▸ Exercise requirements
Copy out every line of the records below, word for word.

▸ Records of labeled boxes
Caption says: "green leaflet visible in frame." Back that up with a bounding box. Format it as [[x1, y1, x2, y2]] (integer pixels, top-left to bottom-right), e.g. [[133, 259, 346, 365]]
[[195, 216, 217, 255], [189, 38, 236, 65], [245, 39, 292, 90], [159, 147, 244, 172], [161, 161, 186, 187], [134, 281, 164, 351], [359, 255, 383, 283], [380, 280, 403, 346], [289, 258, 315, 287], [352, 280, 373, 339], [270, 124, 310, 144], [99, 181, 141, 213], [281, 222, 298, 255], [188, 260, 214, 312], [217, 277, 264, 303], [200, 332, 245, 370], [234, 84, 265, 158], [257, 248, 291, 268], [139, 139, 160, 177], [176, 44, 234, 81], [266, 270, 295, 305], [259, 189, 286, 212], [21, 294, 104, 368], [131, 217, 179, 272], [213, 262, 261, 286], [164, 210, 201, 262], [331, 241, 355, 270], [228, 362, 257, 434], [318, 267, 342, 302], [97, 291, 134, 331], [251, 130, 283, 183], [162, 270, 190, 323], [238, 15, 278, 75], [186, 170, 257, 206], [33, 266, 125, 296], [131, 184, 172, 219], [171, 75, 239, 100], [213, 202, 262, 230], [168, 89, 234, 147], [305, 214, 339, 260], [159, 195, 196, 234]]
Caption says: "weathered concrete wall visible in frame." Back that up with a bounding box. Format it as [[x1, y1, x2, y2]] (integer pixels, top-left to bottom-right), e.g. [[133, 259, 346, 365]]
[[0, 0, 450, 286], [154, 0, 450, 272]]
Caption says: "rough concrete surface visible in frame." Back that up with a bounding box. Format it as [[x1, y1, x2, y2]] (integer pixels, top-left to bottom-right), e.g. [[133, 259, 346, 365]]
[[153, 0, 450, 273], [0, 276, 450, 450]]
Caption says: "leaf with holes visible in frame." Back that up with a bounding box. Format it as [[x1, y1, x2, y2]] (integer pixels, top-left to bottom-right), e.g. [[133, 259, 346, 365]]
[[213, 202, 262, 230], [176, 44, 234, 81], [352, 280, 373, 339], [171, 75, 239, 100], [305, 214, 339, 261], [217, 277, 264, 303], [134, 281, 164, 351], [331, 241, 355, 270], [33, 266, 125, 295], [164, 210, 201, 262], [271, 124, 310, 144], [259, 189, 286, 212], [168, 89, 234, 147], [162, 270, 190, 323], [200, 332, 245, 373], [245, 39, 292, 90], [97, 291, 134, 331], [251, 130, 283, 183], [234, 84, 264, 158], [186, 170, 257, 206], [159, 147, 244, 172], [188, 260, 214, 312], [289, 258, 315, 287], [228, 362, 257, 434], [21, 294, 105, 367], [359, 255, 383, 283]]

▸ Solution to the problem
Caption says: "green leaflet visible in frame." Back that up with a bounding box. Format it as [[x1, y1, x2, y2]] (integer pixels, top-left to bottom-right), e.g. [[133, 259, 346, 365]]
[[195, 216, 217, 255], [189, 38, 236, 65], [245, 39, 292, 90], [159, 147, 244, 172], [161, 161, 186, 187], [134, 281, 164, 351], [359, 255, 383, 283], [380, 280, 403, 346], [289, 258, 315, 287], [352, 280, 373, 339], [270, 124, 310, 144], [99, 181, 141, 213], [281, 222, 298, 255], [188, 260, 214, 312], [217, 277, 264, 303], [200, 332, 245, 370], [234, 84, 265, 158], [257, 248, 291, 268], [139, 139, 160, 177], [176, 44, 234, 81], [266, 270, 295, 305], [259, 189, 286, 212], [21, 294, 104, 368], [131, 217, 179, 272], [213, 262, 261, 286], [164, 210, 201, 262], [331, 241, 355, 270], [228, 362, 257, 434], [318, 267, 342, 302], [97, 291, 134, 331], [251, 130, 283, 183], [162, 270, 190, 323], [238, 15, 278, 75], [186, 170, 257, 206], [33, 266, 125, 296], [131, 184, 172, 219], [171, 75, 239, 100], [213, 202, 262, 230], [168, 89, 234, 147], [305, 214, 339, 260], [159, 195, 196, 234]]
Caption says: "weathered concrete wall visible in frame." Back that up with a bounding box. Format it as [[x1, y1, x2, y2]] (integer pixels, top-left to bottom-right), e.g. [[133, 259, 346, 365]]
[[0, 0, 450, 286], [154, 0, 450, 272]]
Caption says: "rough concrete surface visible in frame." Back that up with a bounding box. Format it as [[x1, y1, x2, y2]] (integer pixels, top-left to bottom-right), e.g. [[133, 259, 346, 365]]
[[153, 0, 450, 273], [0, 276, 450, 450]]
Caption says: "leaf with holes visible in frame." Back that up with a bounding box. Format it as [[x1, y1, x2, y2]] (integer pixels, top-left to bottom-right), e.g. [[133, 259, 346, 365]]
[[213, 202, 262, 230], [176, 44, 234, 81], [352, 280, 373, 339], [171, 75, 239, 100], [305, 214, 339, 261], [217, 277, 264, 303], [134, 281, 164, 351], [331, 241, 355, 270], [33, 266, 125, 295], [164, 210, 201, 262], [271, 124, 310, 144], [259, 189, 286, 212], [168, 89, 234, 147], [162, 270, 190, 323], [200, 332, 245, 373], [245, 39, 292, 90], [97, 291, 134, 331], [251, 130, 283, 183], [234, 84, 264, 158], [186, 170, 257, 206], [159, 147, 244, 172], [188, 260, 214, 312], [289, 258, 315, 287], [228, 362, 257, 434], [21, 294, 105, 367], [359, 255, 383, 283]]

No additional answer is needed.